Bookworm

Future Plans

Bookworm and TEI/XML

TEI (and XML more generally) contains rich data about individual portions of a text.

Bookworm and Linked Open Data

The current field_descriptions.json format could be supplemented or avoided by having some way to define keys through RDF triples. So instead of "date," one could use http://bookworm.culturomics.org/date, or purl.org/dcterms/date, or whatever the proper syntax for this is.

Unfortunately,

Bookworm and SOLR

Integration with SOLR makes an enormous amount of sense: Solr handles text queries very well, and is getting increasingly good at things like faceted queries. It makes things like proximity search possible for the first time. Both engines take a very long time to build indexes, but Solr may be better at adding new indexes.

Needs before moving to SOLR.

There are a number of things possible in MySQL that I (Ben) want to make sure we preserve before moving over to a Solr solution altogether, because I think they are enormously important for a variety of research.

— Task requirements —
1 - Answer these questions from the Bookworm page.
(a) What could supplement or replace the current field_descriptions.json format?
(b) What kind of search does Solr make possible for the first time?
(c) What do both engines take a very long time to do?
2 - Extend the Bookworm page by writing what follows its final sentence.

— Entries supplied —
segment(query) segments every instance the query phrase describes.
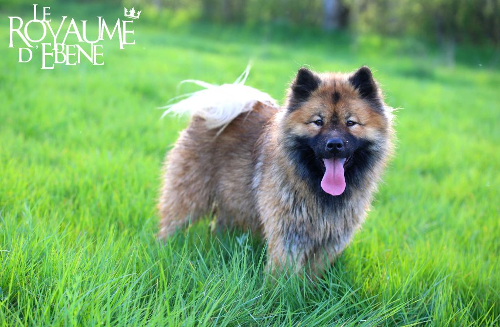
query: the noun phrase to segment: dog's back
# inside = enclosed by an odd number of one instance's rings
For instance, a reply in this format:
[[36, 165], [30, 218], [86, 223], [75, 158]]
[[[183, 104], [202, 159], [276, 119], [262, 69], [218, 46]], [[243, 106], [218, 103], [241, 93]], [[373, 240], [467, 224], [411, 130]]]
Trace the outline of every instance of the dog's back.
[[234, 119], [234, 113], [217, 117], [206, 110], [202, 114], [193, 113], [166, 160], [158, 204], [160, 238], [214, 214], [219, 227], [260, 230], [252, 191], [254, 146], [278, 109], [265, 96], [260, 99], [232, 104], [234, 109], [230, 110], [240, 112]]

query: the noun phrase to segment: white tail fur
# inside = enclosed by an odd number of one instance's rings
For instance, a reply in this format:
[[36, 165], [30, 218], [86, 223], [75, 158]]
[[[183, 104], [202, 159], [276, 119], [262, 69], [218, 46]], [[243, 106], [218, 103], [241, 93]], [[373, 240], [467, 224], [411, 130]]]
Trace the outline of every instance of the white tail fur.
[[172, 99], [186, 97], [164, 107], [166, 110], [162, 117], [170, 113], [178, 115], [189, 113], [192, 117], [204, 119], [208, 129], [220, 127], [220, 133], [240, 113], [252, 110], [256, 101], [276, 105], [276, 100], [269, 94], [244, 85], [250, 71], [248, 65], [232, 84], [214, 85], [192, 79], [182, 81], [181, 83], [193, 83], [205, 89]]

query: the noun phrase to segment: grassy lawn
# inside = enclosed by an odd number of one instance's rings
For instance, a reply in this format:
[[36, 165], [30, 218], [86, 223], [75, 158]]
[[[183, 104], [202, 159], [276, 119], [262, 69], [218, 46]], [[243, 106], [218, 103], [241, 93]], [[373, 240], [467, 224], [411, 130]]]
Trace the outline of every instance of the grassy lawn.
[[[52, 17], [95, 19], [100, 7], [88, 5], [54, 6]], [[106, 42], [104, 66], [45, 70], [16, 62], [8, 24], [0, 325], [500, 324], [500, 71], [490, 50], [459, 48], [452, 66], [416, 41], [140, 19], [136, 44]], [[301, 65], [366, 64], [400, 108], [396, 154], [368, 219], [314, 284], [268, 282], [264, 242], [212, 235], [208, 219], [164, 245], [154, 239], [161, 163], [186, 123], [156, 108], [180, 81], [232, 82], [250, 59], [248, 83], [279, 99]]]

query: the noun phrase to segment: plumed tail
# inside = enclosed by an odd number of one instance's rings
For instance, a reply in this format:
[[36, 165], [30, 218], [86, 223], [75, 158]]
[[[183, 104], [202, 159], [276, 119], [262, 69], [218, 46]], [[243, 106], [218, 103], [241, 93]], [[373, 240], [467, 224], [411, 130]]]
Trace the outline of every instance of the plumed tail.
[[276, 105], [271, 96], [244, 85], [250, 71], [248, 66], [232, 84], [214, 85], [202, 81], [193, 79], [184, 80], [181, 83], [192, 83], [204, 88], [200, 91], [176, 97], [170, 101], [184, 98], [178, 102], [163, 108], [166, 110], [162, 116], [170, 113], [177, 115], [190, 114], [192, 117], [204, 119], [209, 129], [224, 128], [242, 112], [252, 110], [256, 102]]

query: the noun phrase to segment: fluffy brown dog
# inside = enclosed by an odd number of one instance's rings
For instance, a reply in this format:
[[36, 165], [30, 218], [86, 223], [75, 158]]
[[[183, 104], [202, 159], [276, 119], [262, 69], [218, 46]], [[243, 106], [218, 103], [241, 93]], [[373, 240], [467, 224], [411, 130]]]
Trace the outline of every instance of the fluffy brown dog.
[[363, 222], [391, 152], [372, 72], [300, 68], [281, 108], [241, 83], [208, 87], [170, 109], [193, 118], [166, 159], [158, 238], [213, 214], [262, 233], [272, 269], [320, 270]]

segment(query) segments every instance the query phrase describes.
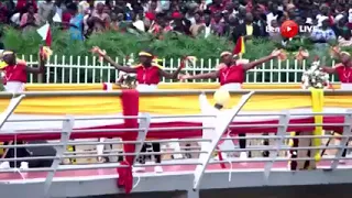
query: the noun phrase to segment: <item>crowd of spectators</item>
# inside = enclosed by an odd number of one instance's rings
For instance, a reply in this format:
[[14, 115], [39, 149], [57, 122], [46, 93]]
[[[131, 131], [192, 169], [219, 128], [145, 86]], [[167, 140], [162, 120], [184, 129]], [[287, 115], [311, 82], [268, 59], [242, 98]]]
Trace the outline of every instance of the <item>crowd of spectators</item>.
[[[339, 41], [351, 46], [352, 0], [7, 0], [0, 2], [0, 22], [26, 31], [52, 22], [73, 40], [105, 31], [166, 32], [189, 36], [228, 36], [235, 42], [267, 37], [283, 43], [278, 30], [286, 20], [316, 26], [301, 33], [317, 44]], [[273, 28], [273, 29], [270, 29]]]

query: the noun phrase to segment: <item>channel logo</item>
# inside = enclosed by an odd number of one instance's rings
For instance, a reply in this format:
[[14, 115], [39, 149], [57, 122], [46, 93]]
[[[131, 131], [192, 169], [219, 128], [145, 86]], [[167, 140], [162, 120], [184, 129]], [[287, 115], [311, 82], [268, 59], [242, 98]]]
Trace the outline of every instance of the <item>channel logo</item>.
[[288, 20], [285, 21], [279, 28], [282, 36], [286, 38], [295, 37], [298, 34], [299, 26], [295, 21]]
[[292, 38], [295, 37], [298, 33], [311, 33], [316, 26], [308, 26], [308, 25], [298, 25], [293, 20], [285, 21], [280, 28], [268, 28], [266, 26], [266, 32], [279, 32], [283, 37]]

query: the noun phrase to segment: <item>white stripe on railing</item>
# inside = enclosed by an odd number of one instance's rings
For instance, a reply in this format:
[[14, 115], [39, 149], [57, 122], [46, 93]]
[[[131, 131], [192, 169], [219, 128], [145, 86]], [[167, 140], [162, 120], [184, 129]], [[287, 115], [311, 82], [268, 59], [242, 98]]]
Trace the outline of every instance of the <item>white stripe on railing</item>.
[[[36, 56], [22, 56], [23, 59], [28, 61], [29, 65], [35, 65]], [[125, 63], [125, 59], [116, 58], [118, 63]], [[180, 64], [180, 58], [163, 59], [163, 65], [165, 70], [174, 72]], [[213, 72], [215, 67], [219, 64], [219, 59], [204, 59], [200, 58], [195, 64], [189, 64], [184, 68], [183, 73], [188, 73], [190, 75], [205, 74]], [[194, 65], [194, 66], [193, 66]], [[334, 65], [334, 62], [332, 63]], [[279, 62], [273, 59], [258, 66], [246, 73], [246, 82], [300, 82], [302, 73], [309, 66], [304, 61], [299, 63], [297, 61], [287, 59], [285, 62]], [[46, 73], [43, 82], [54, 82], [54, 84], [90, 84], [90, 82], [106, 82], [116, 81], [118, 78], [118, 70], [111, 67], [108, 63], [100, 63], [95, 57], [89, 56], [57, 56], [51, 57], [46, 65]], [[170, 82], [165, 78], [162, 79], [163, 82]], [[193, 80], [194, 82], [211, 82], [211, 79], [206, 80]], [[334, 76], [331, 76], [331, 81], [336, 82]], [[38, 82], [37, 78], [30, 75], [29, 82]]]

— Answers in order —
1 -
(a) Some way to define keys through RDF triples.
(b) Proximity search.
(c) Build indexes.

2 -
  1. Faceted queries. Earlier versions of Solr didn't make multidimensional responses possible: they can be replicated through lots of smaller searches, but this is the single most important thing in making Bookworm a text analytics engine, not just a search engine.
  2. Returning Word counts and Text counts. In some cases it's appropropriate to count words and not texts; in other cases, the opposite is the case. Default Solr implementations have simply returned the number of texts with a match; this is not acceptable for real quantitative analysis, particular in heterogeneous corpora where text length may differ greatly.
  3. We also should be able to group by words (or lowercase, etc).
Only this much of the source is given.